▶ Aim
Nothing in the records may be left out or altered; reproduce them all exactly.

======== Input material ========

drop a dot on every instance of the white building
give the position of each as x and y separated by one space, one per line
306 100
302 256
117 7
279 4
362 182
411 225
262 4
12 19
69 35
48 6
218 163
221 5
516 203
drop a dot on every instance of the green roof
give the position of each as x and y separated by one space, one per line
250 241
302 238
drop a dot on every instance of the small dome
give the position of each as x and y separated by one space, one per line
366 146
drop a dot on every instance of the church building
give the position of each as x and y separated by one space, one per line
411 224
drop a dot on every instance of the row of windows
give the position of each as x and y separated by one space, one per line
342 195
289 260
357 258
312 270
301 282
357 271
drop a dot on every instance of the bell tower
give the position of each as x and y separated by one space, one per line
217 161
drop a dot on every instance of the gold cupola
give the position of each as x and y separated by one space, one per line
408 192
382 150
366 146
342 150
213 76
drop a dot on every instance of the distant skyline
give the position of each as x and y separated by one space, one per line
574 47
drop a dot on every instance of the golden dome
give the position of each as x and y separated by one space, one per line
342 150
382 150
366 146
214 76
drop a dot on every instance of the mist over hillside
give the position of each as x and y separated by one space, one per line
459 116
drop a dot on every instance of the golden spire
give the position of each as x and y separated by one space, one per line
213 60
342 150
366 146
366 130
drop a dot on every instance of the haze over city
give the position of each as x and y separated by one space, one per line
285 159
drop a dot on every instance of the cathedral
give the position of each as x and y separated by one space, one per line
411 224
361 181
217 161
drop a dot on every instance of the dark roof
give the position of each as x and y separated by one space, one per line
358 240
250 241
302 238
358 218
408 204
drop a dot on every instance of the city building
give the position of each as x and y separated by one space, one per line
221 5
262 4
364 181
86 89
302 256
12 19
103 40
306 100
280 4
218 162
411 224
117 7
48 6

========

▶ Solved problem
drop a dot on every instance of the white building
give the position of each as x and y separated by one space, one per line
306 100
302 256
117 7
279 4
362 182
411 225
262 4
12 19
69 35
48 6
218 163
221 5
516 203
drop a dot on every instance of the green roof
give the position of each as x and y separated by one space, one per line
250 241
302 238
drop a dot on every instance of the small dome
give the position of each as x and y separated by one space, one per line
366 146
drop a dot on every instance of the church building
give the position of each as x and y separated by one space, one per line
411 224
drop a dot on every instance of the row of windows
give the position of each as x and y separated by one space, one per line
342 195
289 260
357 258
312 270
301 282
357 271
drop a dot on every instance of the bell tower
give the position of each as x and y separated by one space, one per line
217 161
drop a dot on every instance of the gold cupola
give the position of each as x and y separated by one space, one per line
408 192
382 150
366 146
342 150
213 76
drop a dot on every instance of the distant skyline
give the position of each as x and y separated by one space, one per line
574 47
drop a dot on every instance of the golden dome
give the position of each as x and y separated by one space, one per line
342 150
382 150
366 146
214 76
drop a dot on every instance of the mist over hillside
give the position of each as x and y separated by one space, one per line
459 116
drop a dot on every instance of the golden spire
give the position of each as x and y separated by one space, one per line
213 60
342 150
366 146
366 130
drop a dot on every instance of the haze over city
give the position of each as x and y separated by one space, one per line
285 159
drop a dot on every instance of the cathedral
give the position of each as x and y separated by one space, one per line
411 224
361 181
217 161
drop a dot on every instance of the dark roof
give the position of each as x and y separated by one space, one per line
358 240
250 241
302 238
358 218
408 204
drop a dot on every instance of the city building
give the position of each as x and y separated by one space, one per line
221 5
262 4
364 181
86 89
302 256
12 19
103 40
306 100
280 4
218 162
411 224
117 7
48 6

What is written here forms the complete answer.